To be done:
(a) From the episode trivia notes, return the stretch starting at "The scene where" and ending at "the film Sunshine.", word for word.
(b) Name every television series mentioned in the episode trivia notes.
(c) Extend the episode trivia notes, picking up right after their final sentence.

Document segment:
++++++++++

Some of the artwork associated with the space-whale's appearances is reminiscent of that of the cartoon artist Jean Giraud, who uses the name 'Moebius'.

The planet where the crew goes to pick up the memorial statue, Xenotaph 3, is a pun on the word cenotaph and the prefix xeno-.

The spaceship graveyard in the Bermuda Tetrahedron contains many spaceships from popular culture, including Discovery One from 2001: A Space Odyssey, Oceanic Airlines Flight 815 from the television series Lost, the Satellite of Love from the comic science fiction television series Mystery Science Theater 3000, the Jupiter II from the science fiction television series Lost in Space, the spaceship from the animated television series Josie and the Pussycats in Outer Space, the spaceship commonly seen on albums by Electric Light Orchestra, Journey and Boston, an Apollo Lunar Module with the ascent and descent stages still attached, an Apollo Command/Service Module labeled "Apollo 100", and Skylab. There are also two spaceships named after two popular GPS brands: Garmin and TomTom. The Fourth Doctor from the British science fiction television series Doctor Who, as portrayed by Tom Baker, makes a cameo appearance emerging from the body of the four-dimensional space whale near the end of the episode. The Monolith from 2001: A Space Odyssey also makes an appearance.

The scene where the crew find and enter the old Planet Express ship (whose crew's fate is unknown) is similar to a scene and the theme of the film Sunshine.

++++++++++

Records:

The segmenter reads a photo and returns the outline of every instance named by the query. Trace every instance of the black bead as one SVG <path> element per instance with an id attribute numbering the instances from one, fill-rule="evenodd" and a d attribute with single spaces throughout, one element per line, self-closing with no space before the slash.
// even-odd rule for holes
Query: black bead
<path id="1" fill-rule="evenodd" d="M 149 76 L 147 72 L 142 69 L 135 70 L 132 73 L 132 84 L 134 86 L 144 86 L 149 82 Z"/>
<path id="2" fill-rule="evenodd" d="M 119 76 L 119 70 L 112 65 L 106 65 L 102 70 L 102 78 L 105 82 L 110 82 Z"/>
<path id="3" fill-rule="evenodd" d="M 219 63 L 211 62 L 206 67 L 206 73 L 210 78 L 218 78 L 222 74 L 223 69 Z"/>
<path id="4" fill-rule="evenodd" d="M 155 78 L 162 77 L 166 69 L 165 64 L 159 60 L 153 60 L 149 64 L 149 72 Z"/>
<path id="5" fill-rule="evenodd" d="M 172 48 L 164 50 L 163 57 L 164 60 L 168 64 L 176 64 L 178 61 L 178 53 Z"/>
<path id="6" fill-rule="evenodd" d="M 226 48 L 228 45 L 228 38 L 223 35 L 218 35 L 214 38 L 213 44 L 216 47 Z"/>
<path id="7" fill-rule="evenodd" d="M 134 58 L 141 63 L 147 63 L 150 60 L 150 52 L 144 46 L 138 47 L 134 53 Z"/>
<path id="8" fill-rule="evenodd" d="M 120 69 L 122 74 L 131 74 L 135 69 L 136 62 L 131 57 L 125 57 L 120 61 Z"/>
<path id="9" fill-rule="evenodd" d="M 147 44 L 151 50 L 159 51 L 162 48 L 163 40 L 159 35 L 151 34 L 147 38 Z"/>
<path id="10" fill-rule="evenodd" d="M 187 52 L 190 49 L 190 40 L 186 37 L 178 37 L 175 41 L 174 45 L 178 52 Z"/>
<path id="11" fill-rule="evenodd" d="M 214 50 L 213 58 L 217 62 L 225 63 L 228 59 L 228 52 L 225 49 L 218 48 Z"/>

++++++++++

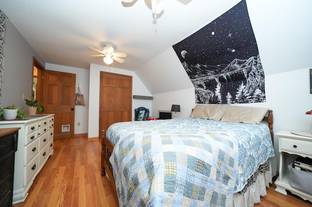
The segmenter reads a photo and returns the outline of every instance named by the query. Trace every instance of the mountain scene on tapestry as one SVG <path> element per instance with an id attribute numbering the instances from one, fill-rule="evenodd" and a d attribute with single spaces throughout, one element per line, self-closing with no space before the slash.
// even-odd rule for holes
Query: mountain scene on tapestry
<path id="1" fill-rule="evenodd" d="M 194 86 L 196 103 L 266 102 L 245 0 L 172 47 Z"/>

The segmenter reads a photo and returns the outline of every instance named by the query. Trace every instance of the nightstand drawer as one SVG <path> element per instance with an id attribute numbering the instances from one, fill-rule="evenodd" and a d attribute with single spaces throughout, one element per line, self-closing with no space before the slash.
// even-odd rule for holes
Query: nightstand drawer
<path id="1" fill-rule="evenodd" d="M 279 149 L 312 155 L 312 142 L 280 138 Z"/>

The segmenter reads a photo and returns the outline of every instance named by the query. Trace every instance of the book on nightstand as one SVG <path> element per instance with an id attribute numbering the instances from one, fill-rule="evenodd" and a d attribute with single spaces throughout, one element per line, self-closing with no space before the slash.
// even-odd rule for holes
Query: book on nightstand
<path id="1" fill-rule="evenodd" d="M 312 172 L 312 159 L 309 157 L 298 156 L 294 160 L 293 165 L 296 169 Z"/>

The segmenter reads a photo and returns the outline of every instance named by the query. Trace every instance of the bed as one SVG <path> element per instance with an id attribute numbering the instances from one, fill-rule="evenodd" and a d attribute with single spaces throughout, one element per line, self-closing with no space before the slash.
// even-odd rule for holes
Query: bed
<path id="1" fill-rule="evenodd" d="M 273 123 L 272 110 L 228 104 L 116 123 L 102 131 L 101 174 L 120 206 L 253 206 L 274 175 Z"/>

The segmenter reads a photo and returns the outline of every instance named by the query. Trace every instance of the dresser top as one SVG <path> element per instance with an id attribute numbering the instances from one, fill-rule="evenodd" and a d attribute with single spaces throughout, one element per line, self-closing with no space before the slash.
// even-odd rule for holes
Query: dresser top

++++++++++

Responses to the exercise:
(a)
The scene where the crew find and enter the old Planet Express ship (whose crew's fate is unknown) is similar to a scene and the theme of the film Sunshine.

(b)
- Lost
- Mystery Science Theater 3000
- Lost in Space
- Josie and the Pussycats in Outer Space
- Doctor Who

(c)
In the scene where Bender is on the lookout nest and sees the space whale emerge from the 4th dimension and exhales (breathing out a shape resembling a Julia set); Bender reports to Leela; "Look, off in the distance, it's exhaling!", Leela commands Bender to use "boaty talk", Bender sighs and rephrases what he says into, "Thar' she blows!", a popular phrase that was used in the Moby-Dick novel.

In the scene where the Planet Express crew are 'present' in the 4th dimension, their words are said forwards in time and backwards. Hermes expresses he can see sideways into time; Amy says "Gee, I see CGI". While Fry uses a palindrome phrase, "Poop. Heh heh", Bender instead experiences a looping conga line of Benders. Then as the space whale breaks through the 4th dimension, the Benders cascade back into one. Disappointed, Bender sighs in sadness and claims that it was 'the greatest uncountably infinite bunch of guys I ever met'.

In the scene where the Planet Express crew are, in Hermes' words, 'in the belly of the beast', Fry uses a reference of two characters from different books; Jonah, from the Old Testament/Tanakh; and Pinocchio, when he is swallowed by The Terrible Shark. Both characters that have been in the belly of a large whale/fish.

The scene where Leela and the other crew members emerge from the whale's mouth is reminiscent of the final scene in Close Encounters of the Third Kind where the alien abductees emerge from the mothership.

Lando Tucker, the captain of the first Planet Express crew, is likely a reference to Lando Calrissian, former captain of the Millennium Falcon and Charles "Trip" Tucker III, chief engineer of the NX-01 Enterprise. Also, his initials, LT, are the reverse of Leela's, TL.

During the chase for the whale, Leela tells Amy "Negative, Sailor Moon", an obvious reference to the anime series of the same name.

Towards the end of the episode, Inez Wong says, "My days of joy and luck are over. Guess I gotta quit that club." This is a reference to The Joy Luck Club, a novel by Amy Tan about the mother-daughter relationships in a group of Chinese American Immigrant families. Voice actor Lauren Tom played the role of Lena St. Clair in the film adaptation.

When the ship enters the Bermuda Tetrahedron, Leela mentions "Tickle Me Elmo's Fire", a combination of St. Elmo's fire and Tickle Me Elmo, a popular children's toy from the 1990s.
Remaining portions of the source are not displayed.